* **TAREFA OBRIGATÓRIA 1**
Edite o trecho sobre o Museu de Mértola entre "De facto, se" e "da comunidade local.", inclusive, e troque "missão" por "função".

== PASSAGEM CITADA

De facto, se recuarmos no tempo, no passado recente sempre se colocaram estas questões e esta foi uma preocupação evidente para Serrão Martins e Cláudio Torres quando, em finais dos anos 70 do século XX, perceberam que o motor de desenvolvimento deste território estava relacionado com o conhecimento e valorização dos valores patrimoniais e culturais do passado, transformando-os em recursos e em importantes elos de uma engrenagem dinâmica, potenciadora de projetos e ações. Este foi o passado, é o presente e perspetiva o futuro de Mértola. Esta é também a missão do Museu de Mértola que tem como foco a preservação, valorização e divulgação do património cultural do território numa perspetiva de construção da memória coletiva e de reforço dos laços identitários da comunidade local.
Neste âmbito nas ultimas 4 décadas tem vindo a realizar-se em Mértola um interessante programa museológico em que o Museu é a própria Vila. Nas palavras de Cláudio Torres, “toda a sociedade, qualquer comunidade deve guardar, proteger e valorizar os seus bens mais preciosos, as provas e documentos, as marcas, os objetos e artefactos portadores de um sinal de memória coletiva. Este local de memória pode e deve ser o museu. Um espaço de proteção capaz de concentrar e sintetizar a alma de um sítio ou território, capaz de dignificar o caráter mais profundo de uma comunidade. Mais significativo se torna o museu local quando se fraciona em vários núcleos temáticos e quando estes, gradativamente, vão incluindo áreas de proteção, vias de acesso, portas e poiais, muros, hortas e pomares. E sobretudo quando lá dentro, vivendo a sua vida e beneficiando desse passado, se encontra uma população interessada, conivente e solidária. Este é, a pouco e pouco, o Museu de Mértola”.

====
== ENTRADAS EXTRAÍDAS

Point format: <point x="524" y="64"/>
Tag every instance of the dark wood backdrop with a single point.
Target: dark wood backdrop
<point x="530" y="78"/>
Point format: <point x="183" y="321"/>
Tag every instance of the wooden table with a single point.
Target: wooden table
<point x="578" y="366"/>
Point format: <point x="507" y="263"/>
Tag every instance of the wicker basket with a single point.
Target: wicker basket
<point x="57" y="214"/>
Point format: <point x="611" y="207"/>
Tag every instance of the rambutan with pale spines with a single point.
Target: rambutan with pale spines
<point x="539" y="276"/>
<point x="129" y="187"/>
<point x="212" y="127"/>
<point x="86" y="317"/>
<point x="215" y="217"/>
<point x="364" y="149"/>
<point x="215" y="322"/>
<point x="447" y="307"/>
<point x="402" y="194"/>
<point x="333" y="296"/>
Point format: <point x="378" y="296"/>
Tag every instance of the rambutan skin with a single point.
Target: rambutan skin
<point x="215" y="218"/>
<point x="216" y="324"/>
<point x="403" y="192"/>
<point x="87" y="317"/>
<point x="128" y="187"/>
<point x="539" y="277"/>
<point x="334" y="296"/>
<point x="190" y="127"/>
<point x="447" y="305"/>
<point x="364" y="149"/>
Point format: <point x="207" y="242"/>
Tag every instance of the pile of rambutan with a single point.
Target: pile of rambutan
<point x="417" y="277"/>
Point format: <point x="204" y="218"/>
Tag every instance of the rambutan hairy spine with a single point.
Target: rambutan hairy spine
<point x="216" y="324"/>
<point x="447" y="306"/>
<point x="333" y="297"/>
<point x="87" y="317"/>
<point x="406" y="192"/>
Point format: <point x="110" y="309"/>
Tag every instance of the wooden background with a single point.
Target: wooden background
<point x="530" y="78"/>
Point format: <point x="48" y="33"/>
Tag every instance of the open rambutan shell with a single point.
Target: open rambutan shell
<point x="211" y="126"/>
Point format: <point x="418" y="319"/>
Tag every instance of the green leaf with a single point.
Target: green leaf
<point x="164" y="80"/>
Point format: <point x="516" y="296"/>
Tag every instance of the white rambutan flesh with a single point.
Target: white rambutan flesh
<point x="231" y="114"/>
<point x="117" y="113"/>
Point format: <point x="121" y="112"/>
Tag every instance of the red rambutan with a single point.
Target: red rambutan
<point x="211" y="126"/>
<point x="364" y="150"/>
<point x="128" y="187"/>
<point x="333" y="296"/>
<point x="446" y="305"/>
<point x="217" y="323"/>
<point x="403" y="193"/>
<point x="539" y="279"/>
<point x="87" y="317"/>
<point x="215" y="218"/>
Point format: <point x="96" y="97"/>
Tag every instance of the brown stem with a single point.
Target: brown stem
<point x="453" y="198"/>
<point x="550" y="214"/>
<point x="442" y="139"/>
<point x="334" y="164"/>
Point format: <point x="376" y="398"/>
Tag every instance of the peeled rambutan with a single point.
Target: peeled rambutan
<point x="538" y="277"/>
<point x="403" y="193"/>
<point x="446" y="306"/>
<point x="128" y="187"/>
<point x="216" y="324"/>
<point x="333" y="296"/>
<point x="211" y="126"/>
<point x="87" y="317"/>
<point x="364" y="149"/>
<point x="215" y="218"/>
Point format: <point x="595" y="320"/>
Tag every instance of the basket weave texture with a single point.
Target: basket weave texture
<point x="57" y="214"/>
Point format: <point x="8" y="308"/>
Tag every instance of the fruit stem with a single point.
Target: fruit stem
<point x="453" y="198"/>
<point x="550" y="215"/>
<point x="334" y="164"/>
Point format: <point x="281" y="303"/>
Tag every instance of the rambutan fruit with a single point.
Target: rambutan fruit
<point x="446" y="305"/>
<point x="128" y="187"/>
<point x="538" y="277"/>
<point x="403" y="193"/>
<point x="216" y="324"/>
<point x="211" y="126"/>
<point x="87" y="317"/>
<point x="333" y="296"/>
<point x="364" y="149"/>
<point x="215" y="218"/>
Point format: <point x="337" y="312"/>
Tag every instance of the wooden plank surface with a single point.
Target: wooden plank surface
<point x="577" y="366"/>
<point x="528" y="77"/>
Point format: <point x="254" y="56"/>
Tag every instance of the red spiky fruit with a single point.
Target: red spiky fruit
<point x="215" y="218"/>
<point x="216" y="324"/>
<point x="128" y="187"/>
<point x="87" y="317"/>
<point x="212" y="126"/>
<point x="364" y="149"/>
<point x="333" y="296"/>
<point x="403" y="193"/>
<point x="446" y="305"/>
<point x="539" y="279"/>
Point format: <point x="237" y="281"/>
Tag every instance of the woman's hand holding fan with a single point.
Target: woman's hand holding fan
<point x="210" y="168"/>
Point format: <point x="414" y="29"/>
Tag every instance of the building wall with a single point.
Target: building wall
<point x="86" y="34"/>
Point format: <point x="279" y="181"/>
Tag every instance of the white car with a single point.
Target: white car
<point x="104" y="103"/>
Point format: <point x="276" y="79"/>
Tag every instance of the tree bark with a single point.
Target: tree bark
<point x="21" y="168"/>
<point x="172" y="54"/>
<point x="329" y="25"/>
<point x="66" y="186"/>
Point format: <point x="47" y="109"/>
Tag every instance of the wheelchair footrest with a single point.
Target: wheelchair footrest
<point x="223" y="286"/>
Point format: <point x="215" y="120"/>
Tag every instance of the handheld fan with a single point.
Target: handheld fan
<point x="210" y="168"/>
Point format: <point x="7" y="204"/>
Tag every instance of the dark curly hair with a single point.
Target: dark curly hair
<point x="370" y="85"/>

====

* **TAREFA OBRIGATÓRIA 2**
Reúna todas as linhas das entradas que contêm a palavra "wicker".

* **RESPOSTA DO EXERCÍCIO 1**
De facto, se recuarmos no tempo, no passado recente sempre se colocaram estas questões e esta foi uma preocupação evidente para Serrão Martins e Cláudio Torres quando, em finais dos anos 70 do século XX, perceberam que o motor de desenvolvimento deste território estava relacionado com o conhecimento e valorização dos valores patrimoniais e culturais do passado, transformando-os em recursos e em importantes elos de uma engrenagem dinâmica, potenciadora de projetos e ações. Este foi o passado, é o presente e perspetiva o futuro de Mértola. Esta é também a função do Museu de Mértola que tem como foco a preservação, valorização e divulgação do património cultural do território numa perspetiva de construção da memória coletiva e de reforço dos laços identitários da comunidade local.

* **RESPOSTA DO EXERCÍCIO 2**
Tag every instance of the wicker basket with a single point.
Target: wicker basket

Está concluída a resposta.